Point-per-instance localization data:
────────────────────────────────────────

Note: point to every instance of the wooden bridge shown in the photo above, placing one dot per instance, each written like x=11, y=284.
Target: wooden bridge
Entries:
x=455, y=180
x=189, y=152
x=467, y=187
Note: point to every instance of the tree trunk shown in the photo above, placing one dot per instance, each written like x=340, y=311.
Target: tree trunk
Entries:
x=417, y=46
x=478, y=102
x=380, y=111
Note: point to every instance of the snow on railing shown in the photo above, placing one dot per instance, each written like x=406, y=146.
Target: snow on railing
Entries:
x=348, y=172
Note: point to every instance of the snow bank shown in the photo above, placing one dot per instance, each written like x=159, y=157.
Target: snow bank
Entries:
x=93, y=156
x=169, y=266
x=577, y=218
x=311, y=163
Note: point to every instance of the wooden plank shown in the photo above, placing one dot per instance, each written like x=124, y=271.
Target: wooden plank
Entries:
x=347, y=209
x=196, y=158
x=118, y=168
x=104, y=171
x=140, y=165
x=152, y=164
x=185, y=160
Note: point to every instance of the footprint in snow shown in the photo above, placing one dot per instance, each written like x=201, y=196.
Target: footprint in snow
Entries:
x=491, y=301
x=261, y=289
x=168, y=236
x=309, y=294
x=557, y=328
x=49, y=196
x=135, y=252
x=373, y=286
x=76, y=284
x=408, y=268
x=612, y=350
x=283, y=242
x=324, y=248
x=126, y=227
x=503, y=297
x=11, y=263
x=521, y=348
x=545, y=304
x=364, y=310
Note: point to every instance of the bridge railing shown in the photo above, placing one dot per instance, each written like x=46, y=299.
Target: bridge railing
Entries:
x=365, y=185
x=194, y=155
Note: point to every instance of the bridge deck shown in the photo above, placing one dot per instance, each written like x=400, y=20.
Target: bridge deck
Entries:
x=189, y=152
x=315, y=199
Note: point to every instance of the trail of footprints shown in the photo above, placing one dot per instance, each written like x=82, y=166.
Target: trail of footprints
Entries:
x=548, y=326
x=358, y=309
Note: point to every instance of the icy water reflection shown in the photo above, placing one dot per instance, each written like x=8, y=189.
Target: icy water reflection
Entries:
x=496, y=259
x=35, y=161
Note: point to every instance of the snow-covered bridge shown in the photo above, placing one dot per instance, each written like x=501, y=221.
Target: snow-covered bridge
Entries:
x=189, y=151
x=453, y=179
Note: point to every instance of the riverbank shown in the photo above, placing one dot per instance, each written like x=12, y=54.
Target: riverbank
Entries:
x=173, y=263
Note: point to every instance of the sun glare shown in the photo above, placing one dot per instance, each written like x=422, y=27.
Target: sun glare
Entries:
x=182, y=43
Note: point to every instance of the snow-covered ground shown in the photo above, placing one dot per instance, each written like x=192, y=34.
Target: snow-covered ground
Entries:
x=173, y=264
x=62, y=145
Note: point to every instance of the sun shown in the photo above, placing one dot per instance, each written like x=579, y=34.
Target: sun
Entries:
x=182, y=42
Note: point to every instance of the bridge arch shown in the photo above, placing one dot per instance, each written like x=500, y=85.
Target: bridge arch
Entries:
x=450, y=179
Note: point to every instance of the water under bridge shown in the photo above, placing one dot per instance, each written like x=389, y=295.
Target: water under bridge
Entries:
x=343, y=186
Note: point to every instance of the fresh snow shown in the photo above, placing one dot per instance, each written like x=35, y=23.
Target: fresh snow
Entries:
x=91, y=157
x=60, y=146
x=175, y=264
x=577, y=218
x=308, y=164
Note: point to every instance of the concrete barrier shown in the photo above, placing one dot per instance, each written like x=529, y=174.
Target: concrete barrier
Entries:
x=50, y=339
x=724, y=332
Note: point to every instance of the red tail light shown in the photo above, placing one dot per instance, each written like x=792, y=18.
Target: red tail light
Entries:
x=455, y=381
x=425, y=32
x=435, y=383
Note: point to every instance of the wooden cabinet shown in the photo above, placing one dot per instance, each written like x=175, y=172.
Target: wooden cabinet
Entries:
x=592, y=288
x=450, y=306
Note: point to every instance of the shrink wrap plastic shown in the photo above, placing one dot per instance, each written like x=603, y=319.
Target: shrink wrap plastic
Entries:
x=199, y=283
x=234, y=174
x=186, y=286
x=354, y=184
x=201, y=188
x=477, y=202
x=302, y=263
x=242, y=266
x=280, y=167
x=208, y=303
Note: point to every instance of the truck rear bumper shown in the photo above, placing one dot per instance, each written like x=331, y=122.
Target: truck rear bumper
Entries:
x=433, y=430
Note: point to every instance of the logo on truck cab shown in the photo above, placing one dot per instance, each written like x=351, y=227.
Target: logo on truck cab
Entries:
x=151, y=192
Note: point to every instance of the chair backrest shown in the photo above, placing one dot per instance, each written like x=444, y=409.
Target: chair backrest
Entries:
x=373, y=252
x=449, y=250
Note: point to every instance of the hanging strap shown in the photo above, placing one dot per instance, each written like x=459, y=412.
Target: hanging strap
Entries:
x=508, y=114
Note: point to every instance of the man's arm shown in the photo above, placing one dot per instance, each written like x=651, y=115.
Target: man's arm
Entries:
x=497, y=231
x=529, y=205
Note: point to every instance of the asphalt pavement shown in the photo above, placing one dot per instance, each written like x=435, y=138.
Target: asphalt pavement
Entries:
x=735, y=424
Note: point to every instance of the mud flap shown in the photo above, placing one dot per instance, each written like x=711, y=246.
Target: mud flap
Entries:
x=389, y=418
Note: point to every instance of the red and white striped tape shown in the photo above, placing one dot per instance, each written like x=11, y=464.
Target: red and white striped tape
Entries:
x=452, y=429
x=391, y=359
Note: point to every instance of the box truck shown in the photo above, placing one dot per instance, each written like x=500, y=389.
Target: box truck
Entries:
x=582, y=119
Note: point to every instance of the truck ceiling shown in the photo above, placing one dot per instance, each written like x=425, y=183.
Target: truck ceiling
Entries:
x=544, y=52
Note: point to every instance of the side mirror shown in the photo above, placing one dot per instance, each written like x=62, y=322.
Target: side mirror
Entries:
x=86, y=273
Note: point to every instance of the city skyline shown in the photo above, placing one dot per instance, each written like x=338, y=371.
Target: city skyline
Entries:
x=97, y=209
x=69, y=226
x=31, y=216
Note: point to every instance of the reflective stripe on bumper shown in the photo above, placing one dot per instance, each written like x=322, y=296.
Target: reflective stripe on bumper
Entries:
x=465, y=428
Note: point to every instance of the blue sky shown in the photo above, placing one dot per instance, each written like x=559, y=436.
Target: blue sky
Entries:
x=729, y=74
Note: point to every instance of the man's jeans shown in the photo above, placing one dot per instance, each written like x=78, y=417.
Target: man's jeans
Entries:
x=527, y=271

────────────────────────────────────────

WHAT THE EXERCISE ASKS:
Gather every line from the entries above where the word "trunk" appears, and copy them.

RESPONSE TO THIS TASK:
Note: point to every instance of the tree trunk shown in the photo above, placing one dot per instance, each written like x=340, y=311.
Target: tree trunk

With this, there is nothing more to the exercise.